• DOCUMENT EXCERPT:

2) Day Routines: 10 Rules of Recovery: Try and wake at same time every morning. Yoga Flow Routine. Classical Music
3) Treat every day and night the same whether you have a game or not, that way we don’t make games too important. It is just another opportunity to learn and improve.
4) Day of if you aren’t in the lineup:
- Use BP and Inf/Of as your game. Use notebook to track execution
- Time up Pitcher before game.
- Pick a spot in the lineup to go through your at bat routines
- Do a chart
- Warm up the pitcher in between innings, corner OF
- Make sure you pick up defenders with their hat and glove
5) If you are in the lineup
- Make sure you have a designated spot for all your equipment
- Time up pitcher during his warm ups
- Cycle of Success: up 5th get all your equipment, up 4th breath and visualize, up 3rd time up pitcher, on deck play the at bat with the guy in front of you, up to bat walk to plate with big body language, get your sign, before you get in box “Big breath in through nose, exhale release and say “relax”, step in box “in box” routine, if nothing happens rinse and repeat.
- After at bat, use a release of some sort, can also journal your at bat.  Once the helmet and batting gloves come off, it is time to get ready to play defense.  Both sides of the ball are equally important.

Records

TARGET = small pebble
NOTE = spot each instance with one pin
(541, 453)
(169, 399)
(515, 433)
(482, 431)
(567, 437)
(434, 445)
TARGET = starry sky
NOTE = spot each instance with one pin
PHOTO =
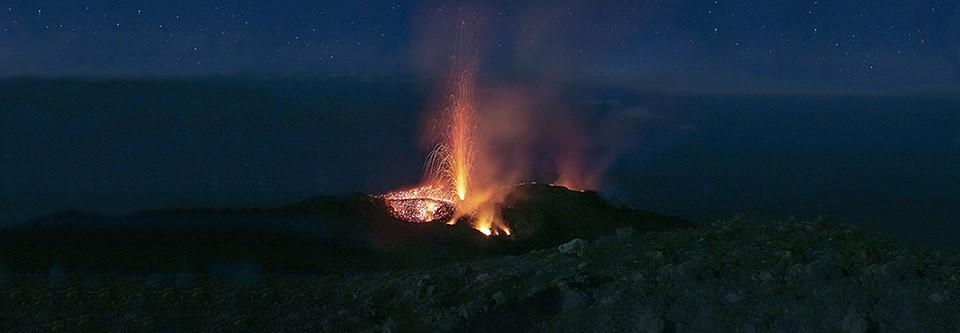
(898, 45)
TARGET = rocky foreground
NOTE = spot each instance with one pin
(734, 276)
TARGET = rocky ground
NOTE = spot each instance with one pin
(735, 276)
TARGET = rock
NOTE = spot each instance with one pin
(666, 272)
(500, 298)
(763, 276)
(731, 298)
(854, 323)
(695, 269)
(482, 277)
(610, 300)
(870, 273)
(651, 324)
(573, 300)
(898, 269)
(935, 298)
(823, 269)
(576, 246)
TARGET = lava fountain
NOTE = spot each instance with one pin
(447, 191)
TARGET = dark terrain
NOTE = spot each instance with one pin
...
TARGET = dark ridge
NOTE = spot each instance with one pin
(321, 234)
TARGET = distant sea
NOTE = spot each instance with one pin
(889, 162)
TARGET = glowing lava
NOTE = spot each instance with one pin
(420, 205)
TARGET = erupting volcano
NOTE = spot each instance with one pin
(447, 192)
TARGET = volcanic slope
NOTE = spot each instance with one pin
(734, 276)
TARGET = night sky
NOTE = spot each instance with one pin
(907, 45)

• PROBLEM DESCRIPTION: Write the next part of the baseball routine guidelines, beginning immediately after their final sentence.

• EXERCISE ANSWER:
- Defense, know what you are going to do with the ball before it is pitched each and every pitch. Prep step routines every pitch,  Same thing before every pitch big breath, exhale release and say “relax”.
6) Offensive Approach Goals
- Nobody on base: See how many line drives you can hit off the pitchers forehead
- One drag or push bunt in fair territory each game, 1-1 count is a great count to try on and assume it will be a breaking ball. Great count to try it on because you have a chance of getting a hit on a breaking ball or seeing it longer and taking it for a ball so you can hit in a 2-1 count.
- Runner at 1B no outs, drag bunt for hit and will at least get a SAC bunt out of it.
- Runner on 1B 1 out, trying to hit in the 4 hole to get runner from 1st to 3rd. Also have a bigger hole to hit into with 1B holding runner
- Runner at 2b no outs, drag bunt or groundball to 2B if you are swinging away to move the runner
- Runner at 2B 1 out, base hit up the middle to score runner
- Runner at 3B No outs or 1 out, infield back gball to 2B, infield in Line drive off the pitchers forehead.
7) Defensive Goals
- Field every routine groundball and throw through your target. Know what you are going to do with every ball pitched.
8) Baserunning Goals
- Put pressure on the defense
- Move up 90 feet every opportunity on ball in dirt reads, stealing or advancing on errant throws
9) Be into the game and be a great teammate.
10) You are a freshman, be the role player that your team needs you to be, if you are not in the lineup, then be the best bench guy. You can positively affect the game even if you aren’t playing by being into the game and picking up your teammates & pitcher and opponent tendencies.
11) If you are in the lineup, be the best role player you can be and be a pain in the ass to the opponent with your offensive and defensive execution
12) ABOVE ALL ELSE “F IT’ AND GO OUT AND HAVE FUN AT THE BALL PARK.  BREATH INTO IT AND SAY “RELAX” IF YOU GET UNCOMFORTABLE. YOU ARE IN CONTROL OF WHAT YOU PAY ATTENTION TO. ANXIETY AND EXCITEMENT COME FROM THE SAME PLAY SO JUST KNOW THAT IT IS YOUR BODY’S PREPARATION FOR SOMETHING GREAT!!!!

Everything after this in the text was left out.